→ **Testo di lettura**
┄┄┄┄┄┄┄┄┄┄

Sulla
firma digitale il timbro del Grande Fratello
di Manlio Cammarata -
22.07.97
Una notizia e
un "si dice". La notizia è che entro questa
settimana il Governo dovrebbe varare il nuovo regolamento
sulla gestione del "protocollo" in tutta la pubblica
amministrazione, che ha ottenuto il placet del
Consiglio di Stato. E' il logico complemento delle norme
sul documento informatico e la firma digitale, in questi
giorni all'esame delle commissioni parlamentari e dello
stesso Consiglio di Stato.
Il "si dice" riguarda proprio questo
provvedimento: sarebbero in atto pressioni discrete in
direzione di un suggerimento al Governo perché modifichi
l'articolato, per introdurre qualche limitazione nella
segretezza delle chiavi crittografiche e quindi
facilitare l'intercettazione delle comunicazioni
telematiche nelle indagini giudiziarie.
Non è difficile collegare questa voce a una notizia che
viene dagli USA: dopo un lungo dibattito sembrava che
l'amministrazione Clinton fosse sul punto di
liberalizzare l'esportazione degli algoritmi di
crittografia, ancora soggetta ad anacronistiche
limitazioni, ma ora pare che questa apertura debba essere
condizionata alla presenza nell'algoritmo di una backdoor,
cioè di una "porta di servizio" che consenta
alle forze di polizia di decifrare i contenuti delle
comunicazioni anche senza disporre della copia della
chiave privata.
I due punti, il regolamento sul protocollo e la ventilata
limitazione della segretezza della corrispondenza
telematica, sono strettamente collegati e sotto qualche
aspetto si contraddicono a vicenda. Vediamo perché.
Partiamo
dalla normativa sul protocollo degli uffici pubblici, che
costituisce uno dei pilastri dell'azione della pubblica
amministrazione e funziona ancora sulla base di un
regolamento che risale all'inizio del secolo (porta il n.
35 del 1900 e trae origine da un regio decreto del 1875).
E' evidente che la gestione del protocollo, cioè della
registrazione di tutti i documenti in entrata e in uscita
da ogni ufficio, è un momento essenziale dell'attività
amministrativa e ne condiziona l'efficacia e la
trasparenza. Solo attraverso il protocollo si può
rintracciare una "pratica" nel suo spesso
complicato iter da un'amministrazione all'altra,
conoscere eventualmente il nome dei funzionari ai quali
viene di volta in volta assegnata, scoprire i non
infrequenti intoppi e, se occorre, rimetterla in cammino.
Nel momento il cui la pratica si
"smaterializza" e diventa un insieme di bit
(come di fatto prevedono il progetto della rete unitaria
della PA e il regolamento sul documento informatico),
anche la gestione del protocollo deve essere
automatizzata e costituire una parte essenziale della
procedura digitale. La registrazione manuale di un
documento che viaggia in rete in tempo reale è un
controsenso, tanto più che le stesse procedure della
trasmissione elettronica dei documenti consentono di
generare automaticamente tutte le necessarie annotazioni.

┄┄┄┄┄┄┄┄┄┄

→ **Materiale raccolto**
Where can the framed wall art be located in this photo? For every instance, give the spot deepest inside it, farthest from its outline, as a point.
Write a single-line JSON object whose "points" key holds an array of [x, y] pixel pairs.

┄┄┄┄┄┄┄┄┄┄

→ **Obiettivo dichiarato**
Prosegua l'articolo sulla firma digitale e sul protocollo della pubblica amministrazione, riprendendo subito dopo l'ultima frase riportata.

→ **Risultato richiesto**
In pratica ogni documento può avere un header
sostanzialmente simile a quello di qualsiasi messaggio
e-mail, che permette la scansione di tutti i suoi
passaggi.
E' chiaro che nel caso di atti e documenti della pubblica
amministrazione sono di sostanziale rilevanza
l'autenticità dei contenuti, l'identificazione certa dei
mittenti, le annotazioni temporali (time stamping),
oltre all'eventuale segretezza delle informazioni. Tutto
questo viene assicurato dai sistemi di crittografia a
chiave asimmetrica definiti appunto dal regolamento
approvato dal Governo il 5 agosto scorso e ora all'esame
del Parlamento e del Consiglio di Stato.
Per
completare il quadro dobbiamo ricordare che il
regolamento sulle misure di sicurezza previsto dall'articolo 15 della legge 675/96 sulla tutela dei dati personali
dovrebbe essere emanato entro il prossimo 4 novembre. Le
disposizioni di questo regolamento costituiranno un punto
di riferimento non solo per la normativa in materia di
sicurezza che dovrà accompagnare lo sviluppo della rete
unitaria della pubblica amministrazione, ma anche per la
regolamentazione o autoregolamentazione di Internet, dal
momento che il "traffico" di dati personali è
parte integrante di tutte le attività telematiche.
In ogni caso
le norme in materia di certezza autenticità e segretezza
delle comunicazioni costituiscono il fulcro del sistema.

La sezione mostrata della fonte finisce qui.